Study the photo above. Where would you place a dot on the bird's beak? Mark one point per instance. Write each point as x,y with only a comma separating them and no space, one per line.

* * *

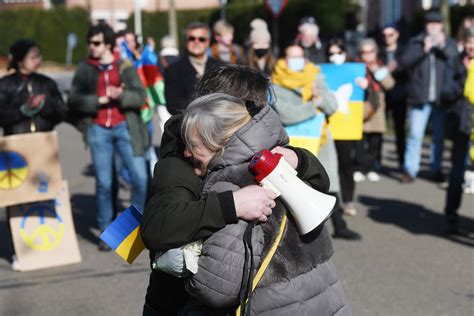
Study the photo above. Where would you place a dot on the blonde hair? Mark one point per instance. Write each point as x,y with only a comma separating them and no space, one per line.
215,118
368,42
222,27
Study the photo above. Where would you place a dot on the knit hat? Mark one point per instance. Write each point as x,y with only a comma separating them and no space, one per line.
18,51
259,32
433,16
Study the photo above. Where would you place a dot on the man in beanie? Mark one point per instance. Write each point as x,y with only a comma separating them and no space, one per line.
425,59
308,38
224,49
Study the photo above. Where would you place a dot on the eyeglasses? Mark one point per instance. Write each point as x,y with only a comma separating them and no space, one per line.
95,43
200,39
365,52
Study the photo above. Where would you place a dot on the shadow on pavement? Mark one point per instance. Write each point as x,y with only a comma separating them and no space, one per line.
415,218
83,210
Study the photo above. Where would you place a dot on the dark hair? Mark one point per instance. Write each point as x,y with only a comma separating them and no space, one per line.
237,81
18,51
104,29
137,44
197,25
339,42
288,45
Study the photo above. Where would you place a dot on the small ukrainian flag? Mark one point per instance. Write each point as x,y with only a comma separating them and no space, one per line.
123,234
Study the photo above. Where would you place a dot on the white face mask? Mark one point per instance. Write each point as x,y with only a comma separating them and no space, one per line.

THE PROBLEM: Copy out the entries from the line with "on the shadow" to the line with "on the white", both lines included. Keep the requests as they are, and increase every coordinate in the answers by 97.

THE REPLY:
Study the photo above. Where would you place a dot on the shadow on pavement? Mark one point per instance. Write each point as x,y with only a comma separating them and no space, one per line.
512,315
180,307
Study the photo above. Where would you place a dot on the dark hair? Mark one point per instance. Write each point as x,y with only a comma separating them and no space, one per line.
334,178
115,148
201,126
234,141
294,122
436,139
385,142
Study the photo above. Where would you place a dot on the small ukrainian flag? Mark one point per instance. Write each point as x,y with only a comma separating them and no space, one per line.
220,331
Study the photo above. Where would you place a dot on the white face mask? Mark one point per instance. Write each point as x,y with only a comma separating them and no space, one per line.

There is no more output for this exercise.